## Exercise objective
Retype, without alteration, each line from the line containing "In this exercise you will place a marker on the cloud" to the final line of the records.
>> Start
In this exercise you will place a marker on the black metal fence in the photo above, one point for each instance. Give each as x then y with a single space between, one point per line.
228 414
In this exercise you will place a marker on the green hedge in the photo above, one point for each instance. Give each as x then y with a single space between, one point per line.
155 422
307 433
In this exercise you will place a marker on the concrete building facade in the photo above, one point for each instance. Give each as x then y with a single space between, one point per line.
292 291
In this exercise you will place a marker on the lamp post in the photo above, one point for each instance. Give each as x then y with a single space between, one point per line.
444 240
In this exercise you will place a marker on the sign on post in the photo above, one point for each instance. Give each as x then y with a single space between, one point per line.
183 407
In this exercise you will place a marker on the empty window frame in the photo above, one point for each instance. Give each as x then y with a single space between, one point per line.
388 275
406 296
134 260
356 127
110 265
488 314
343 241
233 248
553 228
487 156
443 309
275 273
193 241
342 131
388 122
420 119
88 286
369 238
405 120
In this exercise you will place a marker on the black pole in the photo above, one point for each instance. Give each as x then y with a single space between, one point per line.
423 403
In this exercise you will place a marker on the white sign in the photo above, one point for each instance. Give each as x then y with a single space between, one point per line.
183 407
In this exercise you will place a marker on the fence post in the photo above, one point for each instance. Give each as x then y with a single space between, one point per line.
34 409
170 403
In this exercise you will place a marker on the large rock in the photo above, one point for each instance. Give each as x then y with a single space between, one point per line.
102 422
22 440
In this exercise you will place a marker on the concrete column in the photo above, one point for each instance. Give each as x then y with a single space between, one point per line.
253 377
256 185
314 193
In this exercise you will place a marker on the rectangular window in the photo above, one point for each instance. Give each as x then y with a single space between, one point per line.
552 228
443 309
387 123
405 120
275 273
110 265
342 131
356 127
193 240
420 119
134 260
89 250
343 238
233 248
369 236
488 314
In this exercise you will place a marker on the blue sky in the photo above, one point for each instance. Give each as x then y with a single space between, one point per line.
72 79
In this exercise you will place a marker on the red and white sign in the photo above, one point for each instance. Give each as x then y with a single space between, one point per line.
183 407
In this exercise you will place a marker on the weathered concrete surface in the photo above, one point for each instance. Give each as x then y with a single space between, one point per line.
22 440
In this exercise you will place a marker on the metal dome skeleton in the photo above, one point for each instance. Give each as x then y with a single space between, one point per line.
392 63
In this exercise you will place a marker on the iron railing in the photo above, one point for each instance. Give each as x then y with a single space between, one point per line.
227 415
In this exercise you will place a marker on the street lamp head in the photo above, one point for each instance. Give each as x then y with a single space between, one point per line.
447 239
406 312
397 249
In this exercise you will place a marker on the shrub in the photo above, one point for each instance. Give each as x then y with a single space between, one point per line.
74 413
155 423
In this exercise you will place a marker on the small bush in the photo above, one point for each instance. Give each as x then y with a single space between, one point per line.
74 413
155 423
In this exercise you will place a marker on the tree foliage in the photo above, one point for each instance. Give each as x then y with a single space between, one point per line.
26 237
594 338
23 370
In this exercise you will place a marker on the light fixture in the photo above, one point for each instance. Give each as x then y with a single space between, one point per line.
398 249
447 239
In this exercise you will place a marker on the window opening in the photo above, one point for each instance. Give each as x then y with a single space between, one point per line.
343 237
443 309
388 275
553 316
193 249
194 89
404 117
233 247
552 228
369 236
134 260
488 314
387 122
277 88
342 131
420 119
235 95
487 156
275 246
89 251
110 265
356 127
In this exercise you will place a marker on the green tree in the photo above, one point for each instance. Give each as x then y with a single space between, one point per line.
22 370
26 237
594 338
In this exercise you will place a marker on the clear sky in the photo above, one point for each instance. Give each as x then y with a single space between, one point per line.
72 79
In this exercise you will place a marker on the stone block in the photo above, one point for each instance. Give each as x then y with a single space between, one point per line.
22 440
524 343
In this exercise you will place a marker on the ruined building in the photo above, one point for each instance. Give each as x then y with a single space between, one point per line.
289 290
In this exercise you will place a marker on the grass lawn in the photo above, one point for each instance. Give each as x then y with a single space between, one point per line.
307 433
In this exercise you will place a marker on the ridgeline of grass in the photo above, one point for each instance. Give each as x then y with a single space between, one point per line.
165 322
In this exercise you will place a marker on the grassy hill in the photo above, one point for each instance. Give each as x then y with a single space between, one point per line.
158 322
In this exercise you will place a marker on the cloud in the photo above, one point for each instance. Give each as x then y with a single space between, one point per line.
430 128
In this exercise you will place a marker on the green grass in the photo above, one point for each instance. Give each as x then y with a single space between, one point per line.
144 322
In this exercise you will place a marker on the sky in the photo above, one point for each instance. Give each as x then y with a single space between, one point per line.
>> End
## Task response
In this exercise you will place a marker on the cloud in the photo above, one point for each instance. Give each as x then y with a single space between, one point per line.
430 128
In this exercise you will place a marker on the green grass in the photo above, one point for each instance. Give each as x then y with a single space between, one point per line.
144 322
In this exercise you will place a marker on the sky in the photo above, one point for each instance. Give each as x then y with a single space between, one point per line.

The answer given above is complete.